== GIVEN DATA

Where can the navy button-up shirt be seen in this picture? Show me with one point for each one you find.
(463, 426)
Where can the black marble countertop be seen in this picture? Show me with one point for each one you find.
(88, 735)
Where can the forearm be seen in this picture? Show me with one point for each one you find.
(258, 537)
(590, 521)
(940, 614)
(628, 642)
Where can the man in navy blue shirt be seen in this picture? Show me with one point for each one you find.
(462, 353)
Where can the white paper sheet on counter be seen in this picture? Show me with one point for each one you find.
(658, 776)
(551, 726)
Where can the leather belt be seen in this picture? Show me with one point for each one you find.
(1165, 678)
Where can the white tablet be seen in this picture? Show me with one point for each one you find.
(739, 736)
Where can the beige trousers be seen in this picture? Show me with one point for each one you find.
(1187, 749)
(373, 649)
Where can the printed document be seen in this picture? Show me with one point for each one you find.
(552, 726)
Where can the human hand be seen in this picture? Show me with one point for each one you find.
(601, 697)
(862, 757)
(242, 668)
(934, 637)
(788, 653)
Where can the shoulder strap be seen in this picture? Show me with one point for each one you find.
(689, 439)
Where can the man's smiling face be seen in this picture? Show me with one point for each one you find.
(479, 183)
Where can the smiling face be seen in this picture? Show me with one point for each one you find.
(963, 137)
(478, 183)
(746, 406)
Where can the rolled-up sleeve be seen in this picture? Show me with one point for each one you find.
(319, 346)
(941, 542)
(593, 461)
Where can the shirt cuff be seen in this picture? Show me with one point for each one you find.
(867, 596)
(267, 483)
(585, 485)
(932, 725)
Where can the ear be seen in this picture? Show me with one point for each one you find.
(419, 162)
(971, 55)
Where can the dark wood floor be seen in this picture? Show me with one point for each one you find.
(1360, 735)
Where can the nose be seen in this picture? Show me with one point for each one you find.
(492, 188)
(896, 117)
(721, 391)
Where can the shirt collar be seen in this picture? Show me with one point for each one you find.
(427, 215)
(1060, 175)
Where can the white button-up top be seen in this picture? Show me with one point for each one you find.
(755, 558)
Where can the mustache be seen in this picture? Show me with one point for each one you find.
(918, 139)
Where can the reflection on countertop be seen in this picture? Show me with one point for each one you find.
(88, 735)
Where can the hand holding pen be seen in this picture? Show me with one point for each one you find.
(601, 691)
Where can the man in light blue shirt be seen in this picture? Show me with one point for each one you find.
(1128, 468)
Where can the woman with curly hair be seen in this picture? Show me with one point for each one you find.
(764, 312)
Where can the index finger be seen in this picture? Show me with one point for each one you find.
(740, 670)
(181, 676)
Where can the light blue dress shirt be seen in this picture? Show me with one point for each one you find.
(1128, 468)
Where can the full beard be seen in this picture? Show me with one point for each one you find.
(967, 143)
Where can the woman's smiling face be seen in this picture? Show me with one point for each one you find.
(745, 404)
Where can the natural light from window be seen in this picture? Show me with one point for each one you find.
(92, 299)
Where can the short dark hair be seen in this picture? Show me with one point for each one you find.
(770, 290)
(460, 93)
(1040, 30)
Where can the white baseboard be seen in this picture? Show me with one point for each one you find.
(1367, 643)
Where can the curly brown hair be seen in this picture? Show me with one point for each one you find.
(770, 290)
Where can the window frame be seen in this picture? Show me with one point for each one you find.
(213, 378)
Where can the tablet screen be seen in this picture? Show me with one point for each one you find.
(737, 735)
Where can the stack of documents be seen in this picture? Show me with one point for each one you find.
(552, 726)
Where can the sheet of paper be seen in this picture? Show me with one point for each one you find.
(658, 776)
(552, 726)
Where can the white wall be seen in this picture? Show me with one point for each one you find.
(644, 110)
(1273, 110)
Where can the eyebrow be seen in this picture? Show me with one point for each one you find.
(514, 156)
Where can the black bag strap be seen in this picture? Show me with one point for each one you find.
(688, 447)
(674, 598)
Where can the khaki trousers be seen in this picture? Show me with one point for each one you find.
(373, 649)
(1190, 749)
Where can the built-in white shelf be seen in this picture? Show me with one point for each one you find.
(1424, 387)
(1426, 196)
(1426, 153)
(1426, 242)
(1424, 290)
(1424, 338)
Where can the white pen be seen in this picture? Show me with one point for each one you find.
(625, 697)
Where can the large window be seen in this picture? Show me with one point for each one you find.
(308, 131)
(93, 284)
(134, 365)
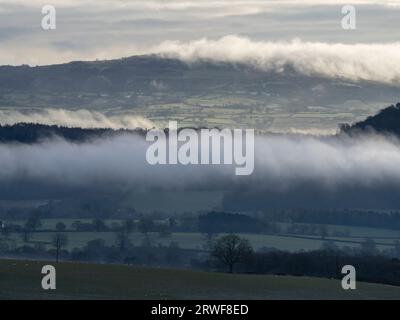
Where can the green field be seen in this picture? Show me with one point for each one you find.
(385, 239)
(22, 280)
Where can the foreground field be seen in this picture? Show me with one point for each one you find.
(22, 280)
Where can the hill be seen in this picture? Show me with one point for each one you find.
(198, 94)
(21, 280)
(385, 121)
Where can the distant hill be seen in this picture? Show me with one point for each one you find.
(31, 133)
(151, 80)
(385, 121)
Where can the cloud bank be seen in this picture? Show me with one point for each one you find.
(371, 62)
(283, 163)
(80, 118)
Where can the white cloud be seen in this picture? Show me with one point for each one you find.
(374, 62)
(79, 118)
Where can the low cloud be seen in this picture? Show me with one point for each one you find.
(80, 118)
(373, 62)
(284, 164)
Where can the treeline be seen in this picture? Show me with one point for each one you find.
(345, 217)
(32, 133)
(386, 121)
(326, 264)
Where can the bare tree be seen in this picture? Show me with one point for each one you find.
(59, 241)
(232, 249)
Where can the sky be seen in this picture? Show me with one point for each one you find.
(105, 29)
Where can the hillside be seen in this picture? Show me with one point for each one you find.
(21, 280)
(385, 121)
(196, 94)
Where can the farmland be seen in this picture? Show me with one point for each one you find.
(21, 280)
(384, 239)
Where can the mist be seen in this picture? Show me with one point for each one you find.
(289, 169)
(371, 62)
(74, 119)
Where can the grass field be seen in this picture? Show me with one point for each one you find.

====

* THE PROBLEM:
All lines from the line containing "Where can the white cloud" through the end of the listing above are to be duplicated exactly; include both ends and nothing further.

* FINISHED ANSWER:
Where can the white cloud be seen in this picture? Show me with one point for each one you find.
(374, 62)
(79, 118)
Where can the low cloud be seen in this picture? Show me with one point for each one you find.
(80, 118)
(373, 62)
(284, 164)
Where can the treeline be seen in this picture? Show me with one point for each one you find.
(345, 217)
(32, 133)
(386, 121)
(326, 264)
Where can the bare tree be seen in this picture? Show me with one point for each one you find.
(59, 241)
(232, 249)
Where can the sky be seen in this picture? Show me with one point for each one you find.
(105, 29)
Where can the hillside be seen in this picture? Show me with one point for each one you find.
(21, 280)
(385, 121)
(196, 94)
Where can the farmland be seen in this picture? Show me with one point for each one you find.
(21, 280)
(384, 239)
Where can the mist be seen in this picture? Show me with one point for each one you find.
(289, 169)
(371, 62)
(74, 119)
Where can the grass field be seen in this picture? Show me with one point for each one you find.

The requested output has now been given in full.